## INSTRUCTIONS TO FOLLOW
Write down the passage below about turning 50 in full, word for word.
:: ARTICLE ::
In my writer’s group recently, I shared a piece I was working on called Dancing the Fifty Fandango, about turning 50 this June and how I’ve never felt more curious, ambitious and even attractive in my life.
I awaited my notes and am used to having to trash pieces and start all over.
So I was surprised at how chafed I became when one of my middle-aged, male compatriots said he thought the piece was a bit forced and that he wasn’t really buying it; especially the bit about me believing I’m “at the apex of my juiciness.”
Instantly my un-Botox-ed brow furrowed deeply and I felt compelled to ask whether or not he was at the apex of his juiciness and then thought I should break into his home, find his Viagra and shove it up his flaccid orifices.
None of which I did.
Because I’m certain his orifices are as tight as a gymnast’s ass and it was about this time I realized I was angry because his comment made me feel ashamed of myself.
:::
:: DATA RECORDS ::
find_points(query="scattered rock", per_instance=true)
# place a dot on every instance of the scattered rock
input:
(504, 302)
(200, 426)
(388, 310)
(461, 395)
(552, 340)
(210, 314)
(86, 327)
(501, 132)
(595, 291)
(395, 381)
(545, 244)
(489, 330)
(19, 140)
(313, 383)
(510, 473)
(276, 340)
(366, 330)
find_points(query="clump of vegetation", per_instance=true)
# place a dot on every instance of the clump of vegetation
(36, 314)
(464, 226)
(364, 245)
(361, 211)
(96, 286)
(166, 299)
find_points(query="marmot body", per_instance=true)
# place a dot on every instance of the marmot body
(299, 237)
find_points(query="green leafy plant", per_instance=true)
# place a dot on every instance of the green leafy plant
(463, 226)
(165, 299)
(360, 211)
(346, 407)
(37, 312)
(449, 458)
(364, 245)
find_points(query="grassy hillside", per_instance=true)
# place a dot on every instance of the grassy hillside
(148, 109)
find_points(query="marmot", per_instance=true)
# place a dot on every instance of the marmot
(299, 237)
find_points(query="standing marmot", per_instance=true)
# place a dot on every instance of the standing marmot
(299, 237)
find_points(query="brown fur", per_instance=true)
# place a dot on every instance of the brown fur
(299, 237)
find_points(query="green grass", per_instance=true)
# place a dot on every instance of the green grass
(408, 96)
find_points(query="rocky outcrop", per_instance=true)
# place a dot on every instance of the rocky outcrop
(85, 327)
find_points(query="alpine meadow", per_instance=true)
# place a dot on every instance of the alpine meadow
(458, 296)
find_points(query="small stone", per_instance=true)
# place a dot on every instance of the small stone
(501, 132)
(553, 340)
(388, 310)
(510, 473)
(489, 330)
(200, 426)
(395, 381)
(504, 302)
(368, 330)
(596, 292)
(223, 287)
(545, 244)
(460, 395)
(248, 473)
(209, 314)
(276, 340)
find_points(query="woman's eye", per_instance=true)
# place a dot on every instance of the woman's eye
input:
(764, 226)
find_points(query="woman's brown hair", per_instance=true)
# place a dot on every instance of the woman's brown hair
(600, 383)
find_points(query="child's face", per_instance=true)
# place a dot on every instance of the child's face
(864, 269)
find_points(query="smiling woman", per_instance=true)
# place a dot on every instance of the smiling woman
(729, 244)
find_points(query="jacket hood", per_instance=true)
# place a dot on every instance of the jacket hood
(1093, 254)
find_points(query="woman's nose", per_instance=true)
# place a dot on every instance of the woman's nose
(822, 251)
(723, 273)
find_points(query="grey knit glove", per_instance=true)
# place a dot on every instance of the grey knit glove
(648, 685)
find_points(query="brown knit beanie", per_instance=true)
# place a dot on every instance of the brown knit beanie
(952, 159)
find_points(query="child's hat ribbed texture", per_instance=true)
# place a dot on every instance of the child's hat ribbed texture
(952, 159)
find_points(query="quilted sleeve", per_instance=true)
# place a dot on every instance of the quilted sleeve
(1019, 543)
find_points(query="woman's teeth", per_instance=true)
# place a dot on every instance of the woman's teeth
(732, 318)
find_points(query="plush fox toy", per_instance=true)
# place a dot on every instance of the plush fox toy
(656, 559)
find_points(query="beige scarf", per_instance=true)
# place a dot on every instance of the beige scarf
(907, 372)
:::
## REPLY
In my writer’s group recently, I shared a piece I was working on called Dancing the Fifty Fandango, about turning 50 this June and how I’ve never felt more curious, ambitious and even attractive in my life.
I awaited my notes and am used to having to trash pieces and start all over.
So I was surprised at how chafed I became when one of my middle-aged, male compatriots said he thought the piece was a bit forced and that he wasn’t really buying it; especially the bit about me believing I’m “at the apex of my juiciness.”
Instantly my un-Botox-ed brow furrowed deeply and I felt compelled to ask whether or not he was at the apex of his juiciness and then thought I should break into his home, find his Viagra and shove it up his flaccid orifices.
None of which I did.
Because I’m certain his orifices are as tight as a gymnast’s ass and it was about this time I realized I was angry because his comment made me feel ashamed of myself.